What you have to do:
Your answer should be only the lines below from the one with "like [454, 320]." to the one with "like [97, 401].", repeated exactly, ends included.

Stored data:
*** Begin section ***

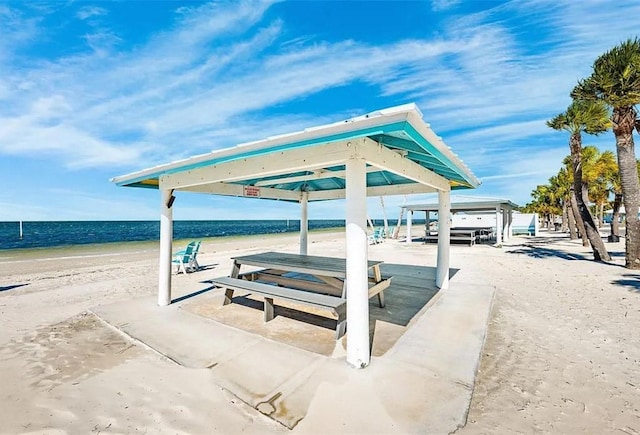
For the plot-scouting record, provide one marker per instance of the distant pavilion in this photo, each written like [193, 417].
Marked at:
[503, 209]
[387, 152]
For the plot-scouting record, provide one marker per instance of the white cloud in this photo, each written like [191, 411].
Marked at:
[91, 11]
[209, 80]
[443, 5]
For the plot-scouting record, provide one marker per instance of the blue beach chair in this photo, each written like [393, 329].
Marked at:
[186, 259]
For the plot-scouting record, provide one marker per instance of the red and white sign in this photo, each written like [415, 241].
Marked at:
[253, 191]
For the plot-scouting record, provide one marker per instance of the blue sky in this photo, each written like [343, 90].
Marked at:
[91, 90]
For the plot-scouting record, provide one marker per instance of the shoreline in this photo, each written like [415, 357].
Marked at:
[97, 249]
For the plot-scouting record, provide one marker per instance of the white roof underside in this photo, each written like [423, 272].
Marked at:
[403, 156]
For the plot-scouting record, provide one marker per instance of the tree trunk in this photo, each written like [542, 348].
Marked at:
[597, 244]
[624, 119]
[615, 217]
[601, 218]
[572, 222]
[578, 218]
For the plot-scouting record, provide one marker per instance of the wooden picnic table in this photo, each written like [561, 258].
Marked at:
[308, 279]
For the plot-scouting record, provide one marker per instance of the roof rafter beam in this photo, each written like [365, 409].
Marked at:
[388, 160]
[276, 163]
[317, 175]
[397, 189]
[230, 189]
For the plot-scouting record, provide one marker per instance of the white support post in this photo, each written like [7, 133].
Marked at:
[358, 353]
[498, 226]
[166, 236]
[304, 223]
[427, 229]
[444, 234]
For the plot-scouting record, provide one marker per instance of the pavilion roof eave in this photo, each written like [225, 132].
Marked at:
[405, 120]
[484, 205]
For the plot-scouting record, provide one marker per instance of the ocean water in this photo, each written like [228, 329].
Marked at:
[49, 234]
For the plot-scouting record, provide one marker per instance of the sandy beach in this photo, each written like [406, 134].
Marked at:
[561, 354]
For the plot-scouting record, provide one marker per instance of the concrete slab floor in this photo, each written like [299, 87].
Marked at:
[425, 351]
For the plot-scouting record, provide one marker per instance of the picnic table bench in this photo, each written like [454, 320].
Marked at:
[336, 305]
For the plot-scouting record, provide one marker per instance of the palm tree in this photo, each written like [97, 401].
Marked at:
[590, 117]
[565, 180]
[616, 81]
[597, 170]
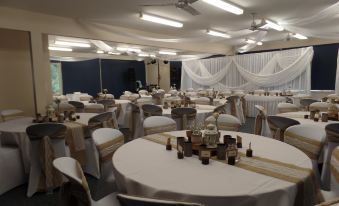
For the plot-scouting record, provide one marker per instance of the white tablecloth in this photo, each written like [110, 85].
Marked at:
[13, 132]
[269, 102]
[145, 168]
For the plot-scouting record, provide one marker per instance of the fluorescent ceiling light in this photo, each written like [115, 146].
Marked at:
[225, 6]
[53, 48]
[299, 36]
[160, 20]
[114, 53]
[219, 34]
[273, 25]
[167, 53]
[75, 44]
[249, 41]
[128, 49]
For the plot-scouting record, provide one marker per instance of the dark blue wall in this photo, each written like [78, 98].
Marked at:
[324, 65]
[120, 75]
[117, 76]
[83, 76]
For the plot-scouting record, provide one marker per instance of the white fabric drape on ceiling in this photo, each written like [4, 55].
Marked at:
[287, 69]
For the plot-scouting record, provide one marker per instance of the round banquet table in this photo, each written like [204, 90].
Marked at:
[270, 103]
[203, 111]
[145, 168]
[13, 133]
[299, 116]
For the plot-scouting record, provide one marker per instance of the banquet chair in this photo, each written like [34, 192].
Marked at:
[107, 140]
[94, 108]
[287, 107]
[261, 126]
[158, 124]
[85, 97]
[11, 169]
[225, 122]
[133, 112]
[47, 142]
[305, 103]
[320, 106]
[65, 107]
[184, 115]
[308, 139]
[332, 140]
[127, 200]
[143, 92]
[9, 114]
[221, 109]
[278, 125]
[151, 110]
[77, 191]
[203, 101]
[79, 106]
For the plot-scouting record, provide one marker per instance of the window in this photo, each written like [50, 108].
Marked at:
[56, 78]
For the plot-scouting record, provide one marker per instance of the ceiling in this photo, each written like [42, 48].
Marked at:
[126, 14]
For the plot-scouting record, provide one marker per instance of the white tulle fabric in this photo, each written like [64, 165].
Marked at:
[288, 69]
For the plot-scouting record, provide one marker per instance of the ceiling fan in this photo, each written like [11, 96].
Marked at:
[257, 26]
[181, 4]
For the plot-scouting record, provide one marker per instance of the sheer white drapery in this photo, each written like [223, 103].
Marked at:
[337, 78]
[287, 69]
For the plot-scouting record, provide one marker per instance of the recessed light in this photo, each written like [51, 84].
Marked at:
[225, 6]
[217, 33]
[167, 53]
[53, 48]
[160, 20]
[274, 25]
[75, 44]
[299, 36]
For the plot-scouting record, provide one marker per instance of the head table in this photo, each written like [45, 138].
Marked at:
[143, 167]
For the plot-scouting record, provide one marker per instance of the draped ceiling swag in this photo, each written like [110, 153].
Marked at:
[288, 69]
[312, 18]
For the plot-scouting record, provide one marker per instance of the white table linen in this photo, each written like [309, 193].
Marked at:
[155, 172]
[270, 103]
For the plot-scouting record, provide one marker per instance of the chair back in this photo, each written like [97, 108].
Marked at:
[203, 101]
[306, 103]
[106, 119]
[151, 110]
[287, 107]
[184, 114]
[278, 125]
[76, 191]
[127, 200]
[79, 106]
[225, 122]
[159, 124]
[320, 106]
[47, 142]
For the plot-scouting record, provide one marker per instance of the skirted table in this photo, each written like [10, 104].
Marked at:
[278, 173]
[270, 103]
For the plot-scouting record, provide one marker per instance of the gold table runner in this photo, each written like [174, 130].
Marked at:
[308, 192]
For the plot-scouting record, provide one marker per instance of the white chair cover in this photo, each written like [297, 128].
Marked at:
[158, 124]
[308, 139]
[11, 169]
[287, 107]
[321, 106]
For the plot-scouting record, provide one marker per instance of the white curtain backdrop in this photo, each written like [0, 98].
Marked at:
[337, 78]
[287, 69]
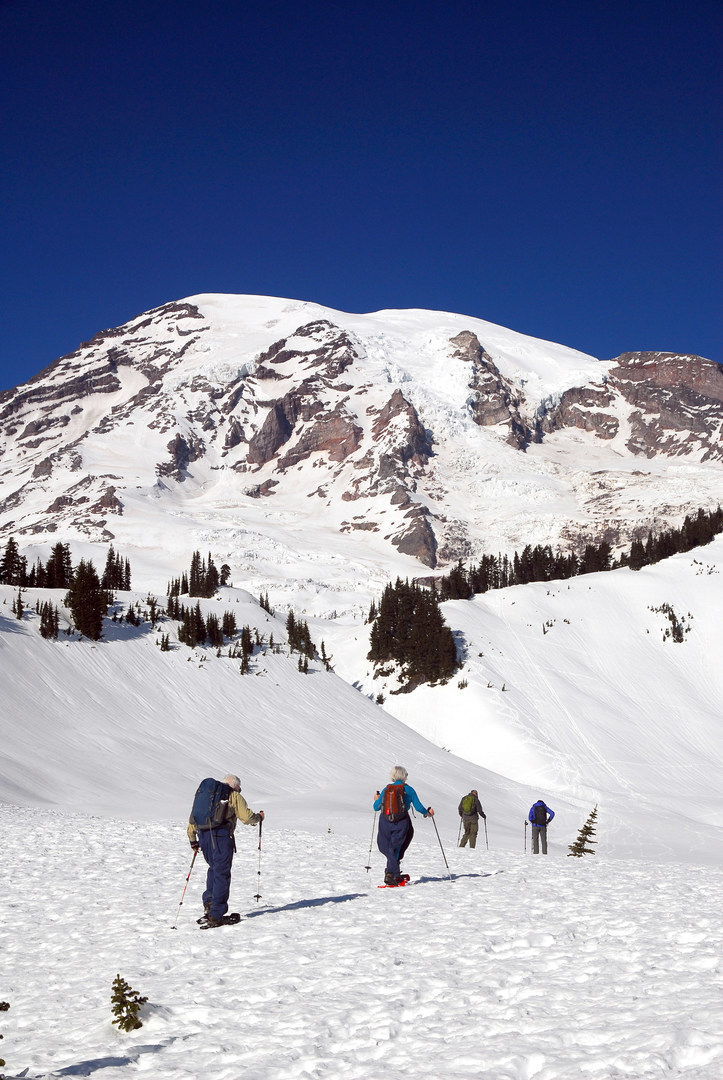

*** End section ***

Written response:
For the plot-scouting record, provide one marker per instance of the picnic table bench in this photo, each written like [454, 320].
Marked at:
[336, 305]
For the plot-scouting record, provide one marker per instance of the palm tree in this photo, each written like [97, 401].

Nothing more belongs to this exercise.